#### [TASK DATA]
——————————

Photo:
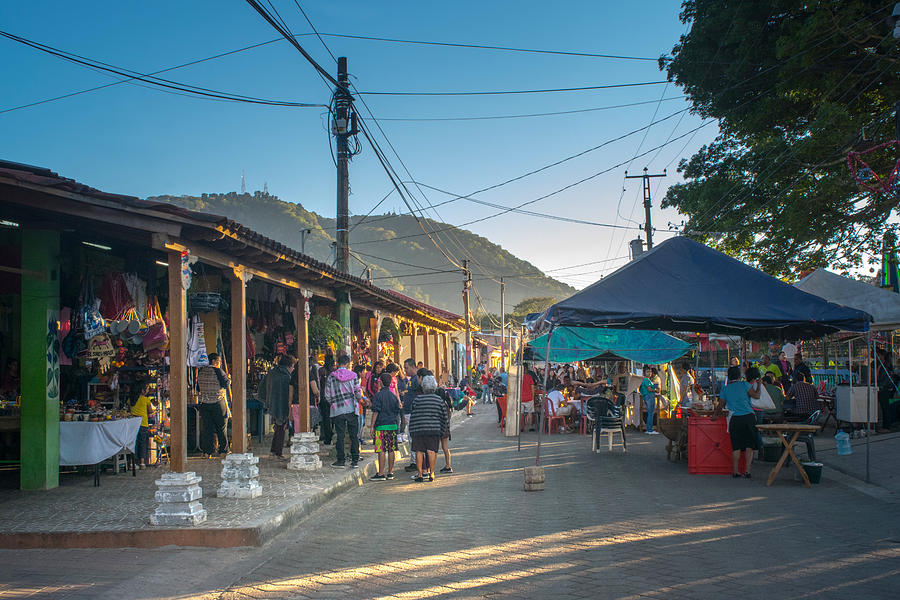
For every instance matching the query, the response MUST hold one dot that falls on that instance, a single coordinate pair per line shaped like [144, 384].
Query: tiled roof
[41, 177]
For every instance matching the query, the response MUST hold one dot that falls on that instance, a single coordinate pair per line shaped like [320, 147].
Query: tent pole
[520, 376]
[544, 406]
[869, 397]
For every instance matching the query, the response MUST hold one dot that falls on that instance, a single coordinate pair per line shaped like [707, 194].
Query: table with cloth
[92, 442]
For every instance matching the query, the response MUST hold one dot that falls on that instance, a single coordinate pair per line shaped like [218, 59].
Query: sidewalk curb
[839, 475]
[257, 534]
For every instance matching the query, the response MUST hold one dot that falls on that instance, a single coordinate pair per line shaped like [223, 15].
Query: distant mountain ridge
[398, 253]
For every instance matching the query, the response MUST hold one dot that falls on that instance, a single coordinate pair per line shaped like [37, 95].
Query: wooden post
[397, 339]
[437, 354]
[238, 362]
[373, 336]
[177, 366]
[302, 369]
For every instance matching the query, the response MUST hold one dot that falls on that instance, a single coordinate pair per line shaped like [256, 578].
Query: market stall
[704, 291]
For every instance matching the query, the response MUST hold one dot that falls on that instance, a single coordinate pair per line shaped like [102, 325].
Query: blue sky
[133, 140]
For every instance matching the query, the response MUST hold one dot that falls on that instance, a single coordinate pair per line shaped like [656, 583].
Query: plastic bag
[115, 300]
[764, 402]
[156, 335]
[92, 321]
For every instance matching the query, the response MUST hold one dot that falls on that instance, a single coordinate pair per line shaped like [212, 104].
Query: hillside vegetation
[390, 249]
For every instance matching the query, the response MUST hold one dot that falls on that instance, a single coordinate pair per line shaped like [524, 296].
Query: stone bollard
[304, 452]
[534, 479]
[240, 477]
[179, 496]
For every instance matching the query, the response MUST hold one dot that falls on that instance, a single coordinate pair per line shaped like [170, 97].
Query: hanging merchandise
[157, 336]
[137, 289]
[197, 356]
[65, 328]
[185, 269]
[91, 319]
[101, 349]
[115, 300]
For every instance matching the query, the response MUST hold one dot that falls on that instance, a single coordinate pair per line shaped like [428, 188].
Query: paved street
[607, 526]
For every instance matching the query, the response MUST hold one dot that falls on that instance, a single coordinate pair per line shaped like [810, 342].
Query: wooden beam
[303, 363]
[238, 362]
[177, 365]
[110, 212]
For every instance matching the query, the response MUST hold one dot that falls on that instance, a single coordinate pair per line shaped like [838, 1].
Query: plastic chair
[551, 416]
[587, 422]
[608, 422]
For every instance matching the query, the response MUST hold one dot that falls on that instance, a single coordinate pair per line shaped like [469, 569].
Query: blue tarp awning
[571, 344]
[682, 285]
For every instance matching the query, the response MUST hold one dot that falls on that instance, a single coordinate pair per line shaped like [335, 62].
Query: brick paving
[607, 526]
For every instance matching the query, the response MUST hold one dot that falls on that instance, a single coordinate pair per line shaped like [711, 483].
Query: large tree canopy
[794, 86]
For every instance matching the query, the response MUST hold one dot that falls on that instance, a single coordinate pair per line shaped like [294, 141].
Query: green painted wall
[40, 360]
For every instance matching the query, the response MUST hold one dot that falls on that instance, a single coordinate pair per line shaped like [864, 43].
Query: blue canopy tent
[682, 285]
[571, 344]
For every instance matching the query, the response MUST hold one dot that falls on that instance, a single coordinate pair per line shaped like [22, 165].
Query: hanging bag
[92, 321]
[157, 335]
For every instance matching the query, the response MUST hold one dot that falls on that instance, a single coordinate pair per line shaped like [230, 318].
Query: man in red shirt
[528, 398]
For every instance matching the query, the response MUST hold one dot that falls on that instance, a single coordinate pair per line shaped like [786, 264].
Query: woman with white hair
[426, 425]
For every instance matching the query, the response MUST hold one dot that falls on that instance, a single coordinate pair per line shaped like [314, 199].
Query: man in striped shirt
[426, 425]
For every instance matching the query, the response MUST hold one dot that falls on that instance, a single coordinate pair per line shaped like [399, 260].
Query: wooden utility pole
[466, 285]
[502, 324]
[648, 227]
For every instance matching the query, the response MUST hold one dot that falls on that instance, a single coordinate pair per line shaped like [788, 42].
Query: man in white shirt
[555, 399]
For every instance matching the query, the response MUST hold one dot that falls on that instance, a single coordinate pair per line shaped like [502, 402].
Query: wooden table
[782, 429]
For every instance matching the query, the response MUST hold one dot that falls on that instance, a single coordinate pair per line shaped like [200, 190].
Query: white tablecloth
[86, 443]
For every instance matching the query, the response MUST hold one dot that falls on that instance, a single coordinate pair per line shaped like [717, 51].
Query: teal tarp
[570, 344]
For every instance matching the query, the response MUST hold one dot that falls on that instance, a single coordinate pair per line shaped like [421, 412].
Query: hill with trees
[400, 255]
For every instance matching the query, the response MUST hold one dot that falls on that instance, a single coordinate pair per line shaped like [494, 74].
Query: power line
[526, 115]
[553, 164]
[486, 47]
[150, 79]
[505, 92]
[286, 33]
[545, 196]
[526, 212]
[129, 79]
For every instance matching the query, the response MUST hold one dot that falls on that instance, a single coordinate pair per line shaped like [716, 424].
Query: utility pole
[648, 228]
[342, 130]
[466, 285]
[502, 324]
[303, 234]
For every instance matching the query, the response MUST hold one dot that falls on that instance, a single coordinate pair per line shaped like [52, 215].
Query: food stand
[706, 291]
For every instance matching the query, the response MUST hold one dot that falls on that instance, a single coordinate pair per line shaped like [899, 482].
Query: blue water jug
[842, 439]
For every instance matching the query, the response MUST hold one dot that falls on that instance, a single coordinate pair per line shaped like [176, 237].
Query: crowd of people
[377, 404]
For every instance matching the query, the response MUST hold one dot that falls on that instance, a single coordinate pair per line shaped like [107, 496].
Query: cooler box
[709, 447]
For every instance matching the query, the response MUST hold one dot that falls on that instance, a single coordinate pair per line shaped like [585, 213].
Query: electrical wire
[526, 115]
[545, 196]
[506, 92]
[485, 47]
[286, 34]
[553, 164]
[150, 79]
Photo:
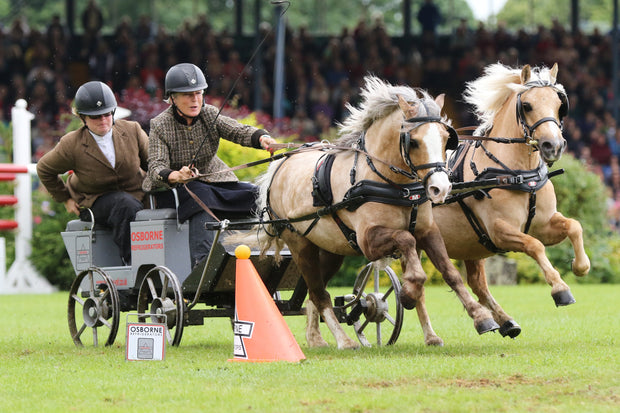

——————————

#### [PROBLEM REQUIREMENTS]
Report every line of the items above that contains the word "utility", copying each line in full. Case counts.

#### [IN RESPONSE]
Query: wooden utility pole
Query: utility pole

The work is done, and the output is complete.